Exercises to complete —
a - In the passage on Indonesia's forest fires, swap "peatlands" for "peat swamps" and give the text between "Analysts say that" and "forests and peatlands.", inclusive.
b - List every desire that the passage on Indonesia's forest fires says President Widodo has professed.

Seymour says there is reason for optimism. “Following through on this agenda would be consistent with President Widodo’s professed desires to prevent a recurrence of the public health emergency caused by the fires, to weed out corruption, and to support indigenous rights,” says Seymour. “This time, the stars could be aligned for a land-use paradigm shift.”
Analysts say that this year’s devastating fires could be a turning point for Indonesians fed up with forest degradation.
Seymour says there is also much work to be done on the international level to drive home the global value of protecting Indonesia’s forests and peatlands.
The Paris climate negotiations could help devise solutions to Indonesia’s deforestation crisis, as experts discuss what policies and independent monitoring tools could be employed. One potential model is Brazil, which has dramatically reduced its high deforestation rate through heightened law enforcement and government policies that encourage development of previously degraded lands, says Seymour.

Data supplied —
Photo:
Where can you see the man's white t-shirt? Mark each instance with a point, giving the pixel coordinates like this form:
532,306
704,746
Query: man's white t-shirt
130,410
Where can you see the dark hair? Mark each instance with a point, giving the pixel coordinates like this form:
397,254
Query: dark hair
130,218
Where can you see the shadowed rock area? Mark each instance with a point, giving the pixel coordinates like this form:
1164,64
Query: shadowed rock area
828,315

Exercise answers —
a -
Analysts say that this year’s devastating fires could be a turning point for Indonesians fed up with forest degradation.
Seymour says there is also much work to be done on the international level to drive home the global value of protecting Indonesia’s forests and peat swamps.

b -
- To prevent a recurrence of the public health emergency caused by the fires
- To weed out corruption
- To support indigenous rights